Stored data entries

◇ ◇ ◇ ◇

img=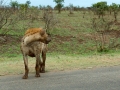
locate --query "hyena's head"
[40,30,51,44]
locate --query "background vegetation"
[0,0,120,75]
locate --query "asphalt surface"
[0,66,120,90]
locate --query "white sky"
[4,0,120,7]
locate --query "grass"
[0,11,120,75]
[0,54,120,76]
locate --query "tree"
[26,1,31,6]
[92,1,108,18]
[110,3,120,21]
[53,0,64,13]
[10,1,19,11]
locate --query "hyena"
[20,28,51,79]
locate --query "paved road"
[0,66,120,90]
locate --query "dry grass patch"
[0,55,120,76]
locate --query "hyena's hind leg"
[22,54,29,79]
[40,51,46,73]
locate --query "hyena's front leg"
[23,54,29,79]
[40,52,46,73]
[35,54,41,77]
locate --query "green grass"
[0,11,120,75]
[0,53,120,76]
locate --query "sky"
[4,0,120,7]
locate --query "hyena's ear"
[40,30,45,36]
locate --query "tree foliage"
[53,0,64,13]
[92,1,108,18]
[109,3,120,21]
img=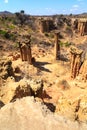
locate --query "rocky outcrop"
[0,58,14,79]
[78,21,87,36]
[70,47,83,79]
[0,77,43,104]
[0,77,31,104]
[0,97,87,130]
[40,19,55,33]
[80,60,87,81]
[28,79,43,97]
[56,95,87,123]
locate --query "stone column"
[70,48,83,79]
[18,42,24,61]
[21,44,27,61]
[54,33,60,60]
[26,39,32,64]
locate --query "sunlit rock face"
[0,97,87,130]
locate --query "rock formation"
[18,35,32,64]
[80,60,87,82]
[40,20,54,33]
[0,58,14,79]
[54,33,60,60]
[70,47,83,78]
[0,97,87,130]
[78,21,87,36]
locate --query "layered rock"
[78,21,87,36]
[40,20,54,33]
[70,47,83,79]
[0,58,14,79]
[0,97,87,130]
[80,60,87,81]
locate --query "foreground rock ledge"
[0,97,87,130]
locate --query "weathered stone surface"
[0,77,31,104]
[80,60,87,81]
[56,97,78,121]
[0,59,14,79]
[0,97,87,130]
[57,80,70,90]
[40,19,55,33]
[29,79,43,97]
[70,47,83,79]
[78,21,87,36]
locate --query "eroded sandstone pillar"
[26,35,32,64]
[21,44,27,61]
[18,42,24,61]
[70,48,83,79]
[54,33,60,60]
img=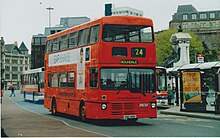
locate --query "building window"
[60,35,68,50]
[34,38,40,45]
[69,32,77,48]
[183,14,188,20]
[12,74,18,80]
[201,34,206,41]
[5,59,10,64]
[47,40,52,53]
[200,13,207,19]
[12,59,18,64]
[52,38,59,52]
[12,66,18,71]
[192,13,197,20]
[78,28,89,46]
[5,74,10,80]
[5,66,10,71]
[209,12,215,19]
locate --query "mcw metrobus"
[44,16,157,121]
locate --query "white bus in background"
[21,68,44,102]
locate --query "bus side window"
[78,28,89,46]
[89,25,99,44]
[89,68,98,88]
[59,73,67,88]
[67,72,75,88]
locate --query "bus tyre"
[80,103,86,121]
[51,99,57,115]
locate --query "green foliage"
[156,29,203,66]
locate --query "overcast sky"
[0,0,220,52]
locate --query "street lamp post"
[46,7,54,27]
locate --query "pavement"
[1,96,104,137]
[1,96,220,137]
[160,105,220,121]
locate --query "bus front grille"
[111,103,135,115]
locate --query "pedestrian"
[201,82,209,105]
[167,83,173,105]
[10,84,15,97]
[172,83,176,104]
[1,80,5,103]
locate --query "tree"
[156,29,203,66]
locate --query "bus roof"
[47,16,153,39]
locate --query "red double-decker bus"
[44,16,157,121]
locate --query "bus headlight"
[101,103,107,110]
[151,103,156,109]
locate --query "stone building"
[169,5,220,60]
[2,42,29,89]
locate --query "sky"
[0,0,220,53]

◇ ◇ ◇ ◇

Written exercise
Could you repeat all of the material exactly? Pictures should not be copied.

Complete response
img=
locate --query "hyena's head"
[40,30,51,44]
locate --query "background vegetation"
[0,0,120,75]
locate --query "asphalt surface"
[0,66,120,90]
locate --query "white sky"
[4,0,120,7]
locate --query "grass"
[0,11,120,75]
[0,54,120,76]
locate --query "tree"
[26,1,31,6]
[92,1,108,18]
[110,3,120,21]
[53,0,64,13]
[10,1,19,11]
locate --query "hyena"
[20,28,51,79]
locate --query "paved road"
[0,66,120,90]
locate --query "dry grass patch"
[0,55,120,76]
locate --query "hyena's hind leg"
[22,54,29,79]
[40,51,46,73]
locate --query "hyena's front leg"
[23,54,29,79]
[40,52,46,73]
[35,54,41,77]
locate --query "green grass"
[0,11,120,75]
[0,53,120,76]
locate --query "sky"
[4,0,120,7]
locate --query "hyena's ear"
[40,30,45,36]
locate --query "tree foliage"
[53,0,64,13]
[92,1,108,18]
[109,3,120,21]
img=
locate --query "rocky outcrop"
[0,58,14,79]
[78,21,87,36]
[70,47,83,79]
[0,77,43,104]
[0,77,31,104]
[0,97,87,130]
[40,19,55,33]
[80,60,87,81]
[28,79,43,97]
[56,95,87,123]
locate --query "stone column"
[70,48,83,79]
[18,42,24,61]
[21,44,27,61]
[54,33,60,60]
[26,39,32,64]
locate --query "sunlit rock face"
[0,97,87,130]
locate --query "rock formation"
[18,35,32,64]
[80,60,87,82]
[40,20,54,33]
[0,58,14,79]
[54,33,60,60]
[70,47,83,78]
[0,97,87,130]
[78,21,87,36]
locate --query "layered rock"
[78,21,87,36]
[40,20,54,33]
[70,47,83,79]
[0,58,14,79]
[0,97,87,130]
[80,60,87,81]
locate --query "foreground rock ledge"
[0,97,87,130]
locate --query "weathered stone surface"
[0,77,31,104]
[80,60,87,81]
[56,97,78,121]
[0,59,14,79]
[0,97,87,130]
[57,80,70,90]
[40,19,55,33]
[29,79,43,97]
[70,47,83,79]
[78,21,87,36]
locate --query "eroded sandstone pillar"
[26,35,32,64]
[21,44,27,61]
[18,42,24,61]
[70,48,83,79]
[54,33,60,60]
img=
locate --query "building window"
[60,35,68,50]
[34,38,40,45]
[69,32,77,48]
[183,14,188,20]
[12,74,18,80]
[201,34,206,41]
[5,59,10,64]
[47,40,52,53]
[200,13,207,19]
[12,59,18,64]
[52,38,59,52]
[12,66,18,71]
[192,13,197,20]
[78,28,89,46]
[5,74,10,80]
[5,66,10,71]
[209,12,215,19]
locate --query "mcw metrobus"
[44,16,157,121]
locate --query "white bus in background"
[21,68,44,102]
locate --query "bus side window"
[78,28,89,46]
[89,25,99,44]
[89,68,98,88]
[59,73,67,88]
[67,72,75,88]
locate --query "bus tyre"
[80,103,86,121]
[51,99,57,115]
locate --query "green foliage"
[156,29,203,66]
locate --query "overcast sky"
[0,0,220,52]
locate --query "street lamp post"
[46,7,54,27]
locate --query "pavement"
[1,96,104,137]
[1,96,220,137]
[160,105,220,121]
locate --query "bus front grille"
[111,103,135,115]
locate --query "pedestrian"
[201,82,209,105]
[167,83,173,105]
[10,84,15,97]
[172,83,176,104]
[1,80,5,103]
locate --query "tree"
[156,29,203,66]
locate --query "bus roof"
[47,16,153,39]
locate --query "red double-decker bus"
[44,16,157,121]
locate --query "bus headlight"
[101,103,107,110]
[151,103,156,109]
locate --query "stone building"
[169,5,220,60]
[2,42,29,89]
locate --query "sky"
[0,0,220,53]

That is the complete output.